> [Provided text]
Tag Archive for food


 Eat and Drink Cabanyal



Start the day with a Desayuno (breakfast) of tostada con tomato (tomato puree on toast) served with a coffee and a  fresh orange juice.

Order Almuerzo from 10.30am until 11.30 am. This is generally a filled bocadillo ( baguette) another coffee and a glass of wine or beer.

Wine comes in smaller measures here and is usually ordered with a snack. Beer is either a Cana – a glass of lager from the tap or a Tercio – a bottle.

Lunch or La Comida. Is the main meal. Look out for the Menu del  Dia – menu of the day –  displayed outside cafes and restaurants.

A typical menu includes three courses, bread, a glass of wine, beer or a soft drink and perhaps coffee too. Portions aren’t huge, but there’s plenty to satisfy your appetite and the bill will be anything from 7 to 12 euros a head.

Dishes range from paella, fried fish, a grilled chicken breast , a fillet of pork or perhaps a steak. A delicious fresh salad, perhaps a bowl of mussels and a pudding such as flan – Spanish crème caramel – make this into a meal nearly fit for Christmas dinner. Of course after all this food, everyone is in the mood for a sleep –the legendary siesta.

Food consumption eases up after lunch, but the bars around El Cabanyal still have tapas on offer.

Restaurants don’t start serving dinner until 8.30pm.




In El Cabanyal expect to find All y Pebre – a delicious dish made from peppers and eels, Pimientos Padron  – (roasted, salted green peppers) fried or grilled squid with lots of garlic and big slabs of tortilla. If you find yourself eating paella in the evening, you’re on the wrong track as Valencianos regard this as strictly a lunchtime dish.

Eating out is generally affordable and you can budget for £15 to £25 a day per person.

You can’t move for great places to eat in this convivial neighbourhood. Whether you’re looking for Valencia’s best tapas bar, a swish seaside café or a basic bodega, you’re in just the right place.



Casa Montana

Casa Montana

Casa Montana

Carrer de Josep Benlliure, 69


This Cabanyal  institution is a legend and has been in business since 1836. They serve a range of  heavenly wines, some stored enticingly in huge barrels behind the bar.

The menu features Valencian specialities as well as dishes from right across Spain and everything is excellent. You’ll find hams and cheeses, delectable Habas (beans), sizzling grilled peppers, fresh and delicious anchovies and  perfectly cooked Sepia(cuttlefish) on the wide menu.

> [Work instructions] Reproduce the passage of the text on eating and drinking in El Cabanyal from "Eat and Drink" to "a  fresh orange juice.", inclusive. The records are not required for anything that follows.

> [Information shown]
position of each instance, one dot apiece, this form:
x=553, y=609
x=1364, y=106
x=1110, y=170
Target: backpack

...

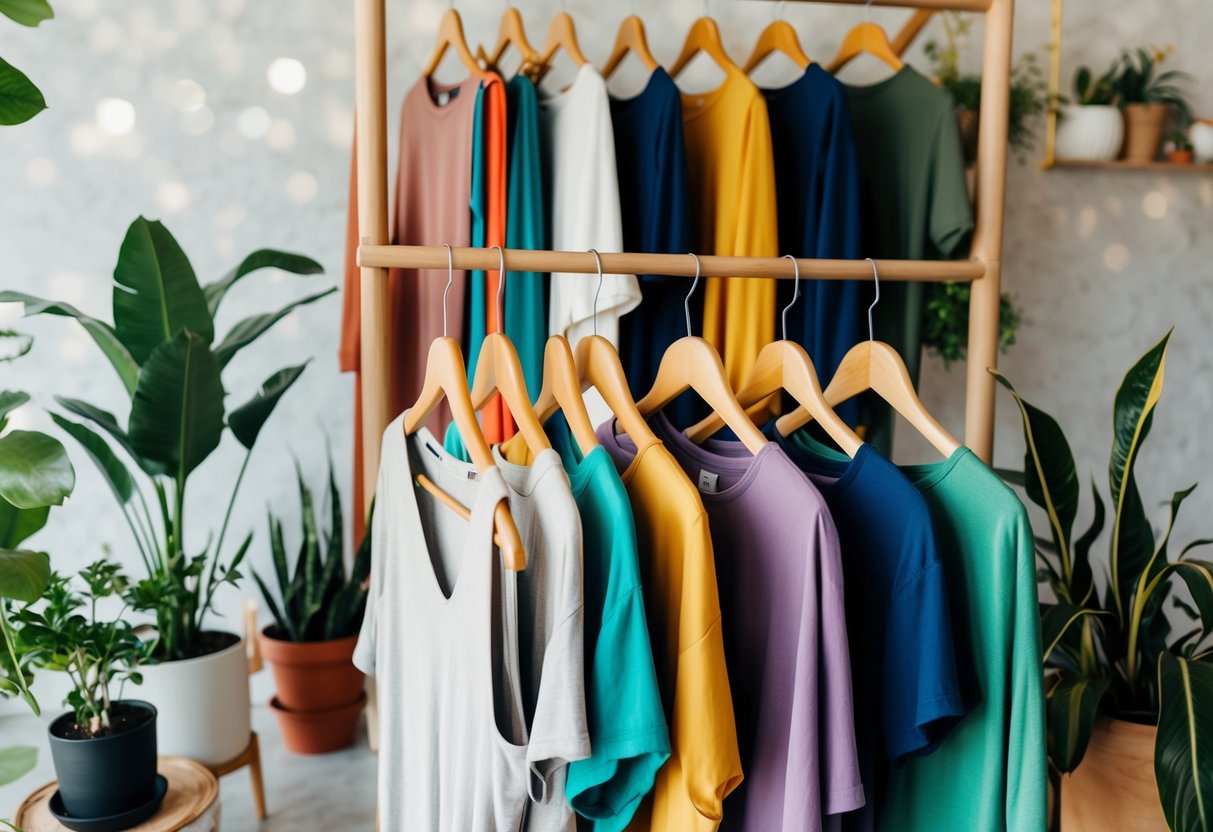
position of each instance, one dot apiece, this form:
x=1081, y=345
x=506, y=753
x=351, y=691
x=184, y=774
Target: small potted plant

--

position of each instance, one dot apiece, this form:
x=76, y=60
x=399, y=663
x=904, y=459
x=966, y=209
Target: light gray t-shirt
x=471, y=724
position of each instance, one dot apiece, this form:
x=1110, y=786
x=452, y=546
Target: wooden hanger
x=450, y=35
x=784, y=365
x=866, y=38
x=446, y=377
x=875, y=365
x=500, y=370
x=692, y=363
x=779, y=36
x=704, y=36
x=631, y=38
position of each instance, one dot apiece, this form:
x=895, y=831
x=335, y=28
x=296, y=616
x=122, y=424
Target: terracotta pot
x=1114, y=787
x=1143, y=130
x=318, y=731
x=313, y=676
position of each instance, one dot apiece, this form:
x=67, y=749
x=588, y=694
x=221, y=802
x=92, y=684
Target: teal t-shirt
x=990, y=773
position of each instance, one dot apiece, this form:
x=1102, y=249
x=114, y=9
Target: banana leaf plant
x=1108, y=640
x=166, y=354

> [Complete output]
Eat and Drink Cabanyal



Start the day with a Desayuno (breakfast) of tostada con tomato (tomato puree on toast) served with a coffee and a  fresh orange juice.